Stated exercise » Report each line of the entries below that contains the string "grass", copying the line in full. Matches are case-sensitive.

Excerpted records »
____

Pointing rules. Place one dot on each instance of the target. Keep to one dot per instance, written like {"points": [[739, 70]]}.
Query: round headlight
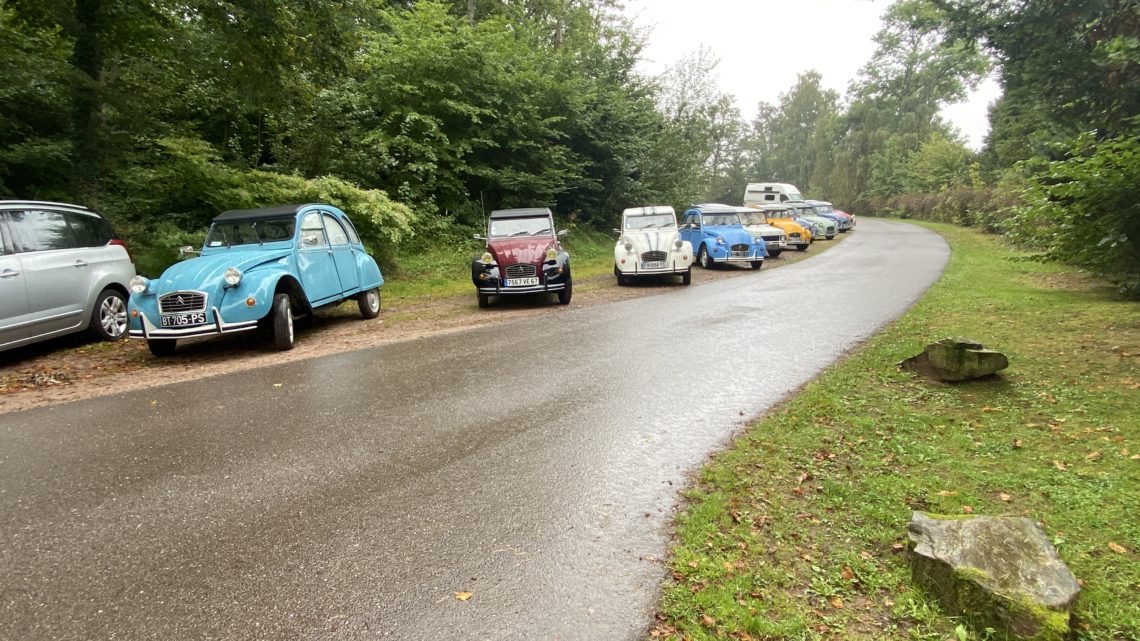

____

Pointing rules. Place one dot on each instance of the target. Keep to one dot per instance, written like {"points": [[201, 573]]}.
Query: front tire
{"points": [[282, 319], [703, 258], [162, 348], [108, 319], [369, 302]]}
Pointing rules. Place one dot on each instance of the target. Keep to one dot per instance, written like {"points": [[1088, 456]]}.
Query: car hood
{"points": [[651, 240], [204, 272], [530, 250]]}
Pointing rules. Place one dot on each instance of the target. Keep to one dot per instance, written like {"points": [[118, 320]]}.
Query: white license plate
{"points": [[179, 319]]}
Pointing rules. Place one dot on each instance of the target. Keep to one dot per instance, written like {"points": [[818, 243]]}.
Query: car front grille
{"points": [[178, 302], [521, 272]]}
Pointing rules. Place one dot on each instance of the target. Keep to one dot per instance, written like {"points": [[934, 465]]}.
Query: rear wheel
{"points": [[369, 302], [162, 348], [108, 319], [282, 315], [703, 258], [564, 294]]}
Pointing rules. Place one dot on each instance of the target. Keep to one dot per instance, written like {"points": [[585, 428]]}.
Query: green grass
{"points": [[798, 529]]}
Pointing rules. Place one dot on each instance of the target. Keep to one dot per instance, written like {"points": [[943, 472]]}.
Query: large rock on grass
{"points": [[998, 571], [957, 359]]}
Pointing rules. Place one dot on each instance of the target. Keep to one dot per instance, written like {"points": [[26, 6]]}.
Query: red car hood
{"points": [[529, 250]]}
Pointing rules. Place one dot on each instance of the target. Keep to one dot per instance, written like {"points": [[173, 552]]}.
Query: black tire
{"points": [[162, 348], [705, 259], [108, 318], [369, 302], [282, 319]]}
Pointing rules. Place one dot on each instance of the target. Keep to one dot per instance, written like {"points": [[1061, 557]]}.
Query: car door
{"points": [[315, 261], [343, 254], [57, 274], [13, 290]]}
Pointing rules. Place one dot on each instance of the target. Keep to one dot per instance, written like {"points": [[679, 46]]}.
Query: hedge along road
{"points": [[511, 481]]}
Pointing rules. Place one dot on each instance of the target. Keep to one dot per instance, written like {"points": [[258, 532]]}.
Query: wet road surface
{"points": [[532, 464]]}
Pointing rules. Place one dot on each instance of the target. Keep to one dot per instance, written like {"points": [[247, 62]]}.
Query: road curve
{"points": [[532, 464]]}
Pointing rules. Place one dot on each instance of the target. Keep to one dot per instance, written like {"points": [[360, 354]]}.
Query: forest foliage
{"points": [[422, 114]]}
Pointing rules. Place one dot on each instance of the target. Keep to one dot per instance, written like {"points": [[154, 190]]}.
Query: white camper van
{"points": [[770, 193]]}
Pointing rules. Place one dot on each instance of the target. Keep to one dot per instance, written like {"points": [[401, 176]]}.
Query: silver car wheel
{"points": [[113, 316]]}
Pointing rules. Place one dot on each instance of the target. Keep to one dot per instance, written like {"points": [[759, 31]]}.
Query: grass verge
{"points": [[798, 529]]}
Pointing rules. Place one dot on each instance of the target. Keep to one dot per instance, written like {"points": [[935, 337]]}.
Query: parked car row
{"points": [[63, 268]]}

____

Answer to this exercise »
Query: green grass
Query: large rock on grass
Query: grass verge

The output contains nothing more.